# GIVEN INSTRUCTION:
Rewrite the lines below, from the line with "Category: white sedan" up to and including the line with "[40,139,72,175]", as a Markdown table with the columns No. and Text, numbering each line and leaving out blank lines.

--- begin DATASET RECORDS ---

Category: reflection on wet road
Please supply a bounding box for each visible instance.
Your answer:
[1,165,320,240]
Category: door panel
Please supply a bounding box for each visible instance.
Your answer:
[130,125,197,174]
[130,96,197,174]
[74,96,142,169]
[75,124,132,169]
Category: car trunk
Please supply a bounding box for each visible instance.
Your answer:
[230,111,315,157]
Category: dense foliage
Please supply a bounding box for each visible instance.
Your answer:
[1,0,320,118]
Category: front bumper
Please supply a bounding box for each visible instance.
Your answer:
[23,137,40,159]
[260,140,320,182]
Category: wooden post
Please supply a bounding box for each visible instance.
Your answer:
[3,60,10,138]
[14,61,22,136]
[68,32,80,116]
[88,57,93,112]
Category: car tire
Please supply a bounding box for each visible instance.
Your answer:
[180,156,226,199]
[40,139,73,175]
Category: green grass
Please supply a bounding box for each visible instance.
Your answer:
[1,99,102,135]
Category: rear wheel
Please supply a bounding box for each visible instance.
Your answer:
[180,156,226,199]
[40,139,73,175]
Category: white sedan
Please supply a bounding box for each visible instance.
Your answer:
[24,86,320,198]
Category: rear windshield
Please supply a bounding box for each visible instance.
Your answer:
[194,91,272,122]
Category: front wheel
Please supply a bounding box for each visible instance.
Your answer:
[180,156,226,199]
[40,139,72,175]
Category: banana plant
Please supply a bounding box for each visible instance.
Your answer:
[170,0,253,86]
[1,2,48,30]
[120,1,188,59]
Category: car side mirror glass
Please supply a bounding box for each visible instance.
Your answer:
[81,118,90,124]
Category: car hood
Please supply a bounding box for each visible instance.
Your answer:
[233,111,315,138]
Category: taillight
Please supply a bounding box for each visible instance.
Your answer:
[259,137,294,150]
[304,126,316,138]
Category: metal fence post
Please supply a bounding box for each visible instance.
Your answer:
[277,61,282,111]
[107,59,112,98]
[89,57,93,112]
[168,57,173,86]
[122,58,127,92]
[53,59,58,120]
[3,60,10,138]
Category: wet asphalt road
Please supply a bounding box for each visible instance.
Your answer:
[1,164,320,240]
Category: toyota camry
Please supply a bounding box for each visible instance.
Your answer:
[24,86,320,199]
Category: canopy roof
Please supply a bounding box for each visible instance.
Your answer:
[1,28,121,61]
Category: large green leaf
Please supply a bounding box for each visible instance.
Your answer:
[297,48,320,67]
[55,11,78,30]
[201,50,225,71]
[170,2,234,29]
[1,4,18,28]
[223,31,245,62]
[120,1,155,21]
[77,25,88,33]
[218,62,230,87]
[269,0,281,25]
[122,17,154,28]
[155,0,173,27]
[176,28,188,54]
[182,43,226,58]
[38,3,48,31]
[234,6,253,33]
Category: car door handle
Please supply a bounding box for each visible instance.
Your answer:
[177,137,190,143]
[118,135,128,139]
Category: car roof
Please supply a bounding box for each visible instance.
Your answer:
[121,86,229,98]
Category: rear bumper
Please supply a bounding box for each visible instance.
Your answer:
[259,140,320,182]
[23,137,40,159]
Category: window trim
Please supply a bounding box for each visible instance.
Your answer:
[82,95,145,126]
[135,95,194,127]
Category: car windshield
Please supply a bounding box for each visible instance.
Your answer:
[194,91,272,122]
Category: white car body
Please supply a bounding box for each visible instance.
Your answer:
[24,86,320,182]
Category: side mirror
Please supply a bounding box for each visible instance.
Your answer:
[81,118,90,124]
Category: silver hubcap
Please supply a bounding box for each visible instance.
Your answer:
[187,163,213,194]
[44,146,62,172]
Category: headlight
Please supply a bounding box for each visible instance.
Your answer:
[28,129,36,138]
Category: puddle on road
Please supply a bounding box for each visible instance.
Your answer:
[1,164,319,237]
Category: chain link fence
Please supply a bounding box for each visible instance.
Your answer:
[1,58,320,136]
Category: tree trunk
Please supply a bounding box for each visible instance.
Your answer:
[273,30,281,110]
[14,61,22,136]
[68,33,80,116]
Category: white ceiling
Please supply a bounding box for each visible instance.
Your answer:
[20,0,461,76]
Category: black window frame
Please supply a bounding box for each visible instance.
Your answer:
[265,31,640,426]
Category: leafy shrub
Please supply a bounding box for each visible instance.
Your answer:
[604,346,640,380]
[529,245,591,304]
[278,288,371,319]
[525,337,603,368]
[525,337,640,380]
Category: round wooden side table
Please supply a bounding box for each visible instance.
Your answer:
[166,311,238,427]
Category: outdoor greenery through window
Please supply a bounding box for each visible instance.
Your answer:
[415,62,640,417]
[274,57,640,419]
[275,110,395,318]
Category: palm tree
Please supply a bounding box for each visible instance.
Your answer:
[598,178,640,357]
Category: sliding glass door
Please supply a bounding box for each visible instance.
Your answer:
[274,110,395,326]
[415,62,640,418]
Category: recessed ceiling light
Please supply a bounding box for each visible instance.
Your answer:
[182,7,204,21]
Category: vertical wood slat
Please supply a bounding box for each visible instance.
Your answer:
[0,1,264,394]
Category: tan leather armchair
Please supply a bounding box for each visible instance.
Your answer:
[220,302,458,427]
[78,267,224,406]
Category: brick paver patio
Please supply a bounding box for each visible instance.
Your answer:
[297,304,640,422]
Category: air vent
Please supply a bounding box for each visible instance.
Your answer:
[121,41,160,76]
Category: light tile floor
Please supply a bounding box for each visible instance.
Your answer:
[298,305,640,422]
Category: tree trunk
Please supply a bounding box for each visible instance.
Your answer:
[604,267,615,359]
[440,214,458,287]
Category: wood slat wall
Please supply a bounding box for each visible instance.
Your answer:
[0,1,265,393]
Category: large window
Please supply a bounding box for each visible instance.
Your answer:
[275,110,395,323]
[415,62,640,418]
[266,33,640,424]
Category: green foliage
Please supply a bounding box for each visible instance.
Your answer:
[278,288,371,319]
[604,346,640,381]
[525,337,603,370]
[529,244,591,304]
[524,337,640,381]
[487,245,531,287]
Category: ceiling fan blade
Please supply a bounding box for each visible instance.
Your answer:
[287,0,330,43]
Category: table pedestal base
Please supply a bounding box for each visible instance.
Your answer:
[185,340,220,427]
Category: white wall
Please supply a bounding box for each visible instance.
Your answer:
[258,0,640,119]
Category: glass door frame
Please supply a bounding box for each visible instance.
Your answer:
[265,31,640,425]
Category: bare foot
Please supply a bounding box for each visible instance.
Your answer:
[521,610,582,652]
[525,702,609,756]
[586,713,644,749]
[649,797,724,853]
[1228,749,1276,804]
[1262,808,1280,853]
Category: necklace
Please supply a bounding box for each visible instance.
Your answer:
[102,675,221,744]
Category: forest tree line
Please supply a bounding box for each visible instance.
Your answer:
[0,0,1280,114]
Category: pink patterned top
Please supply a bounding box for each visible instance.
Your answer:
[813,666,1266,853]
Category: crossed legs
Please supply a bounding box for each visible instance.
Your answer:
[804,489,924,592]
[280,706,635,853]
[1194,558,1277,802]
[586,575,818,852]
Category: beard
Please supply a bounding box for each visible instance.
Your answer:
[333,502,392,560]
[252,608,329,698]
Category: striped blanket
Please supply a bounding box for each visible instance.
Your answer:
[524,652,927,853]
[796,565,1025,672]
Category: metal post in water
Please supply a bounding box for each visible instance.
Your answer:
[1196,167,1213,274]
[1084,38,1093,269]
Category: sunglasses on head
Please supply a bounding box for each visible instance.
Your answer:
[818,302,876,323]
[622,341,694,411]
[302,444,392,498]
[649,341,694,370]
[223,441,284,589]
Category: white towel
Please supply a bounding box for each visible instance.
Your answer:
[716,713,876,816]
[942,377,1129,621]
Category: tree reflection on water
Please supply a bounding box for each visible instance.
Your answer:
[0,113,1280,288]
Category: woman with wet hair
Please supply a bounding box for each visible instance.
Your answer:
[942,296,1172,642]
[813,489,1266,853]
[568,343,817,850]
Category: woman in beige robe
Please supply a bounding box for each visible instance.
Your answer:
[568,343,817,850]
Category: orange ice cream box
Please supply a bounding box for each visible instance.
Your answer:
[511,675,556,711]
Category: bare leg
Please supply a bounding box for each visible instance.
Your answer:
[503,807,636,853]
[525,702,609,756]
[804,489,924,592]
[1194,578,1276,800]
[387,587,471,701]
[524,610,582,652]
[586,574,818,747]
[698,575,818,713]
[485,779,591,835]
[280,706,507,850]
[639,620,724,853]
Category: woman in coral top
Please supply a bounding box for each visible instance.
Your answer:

--- end DATASET RECORDS ---

# FINISHED ANSWER:
| No. | Text |
|---|---|
| 1 | Category: white sedan |
| 2 | Please supply a bounding box for each visible instance. |
| 3 | Your answer: |
| 4 | [24,86,320,198] |
| 5 | Category: rear windshield |
| 6 | Please supply a bounding box for each visible instance. |
| 7 | Your answer: |
| 8 | [194,91,272,122] |
| 9 | Category: front wheel |
| 10 | Please supply a bounding box for each visible instance. |
| 11 | Your answer: |
| 12 | [180,156,226,199] |
| 13 | [40,139,72,175] |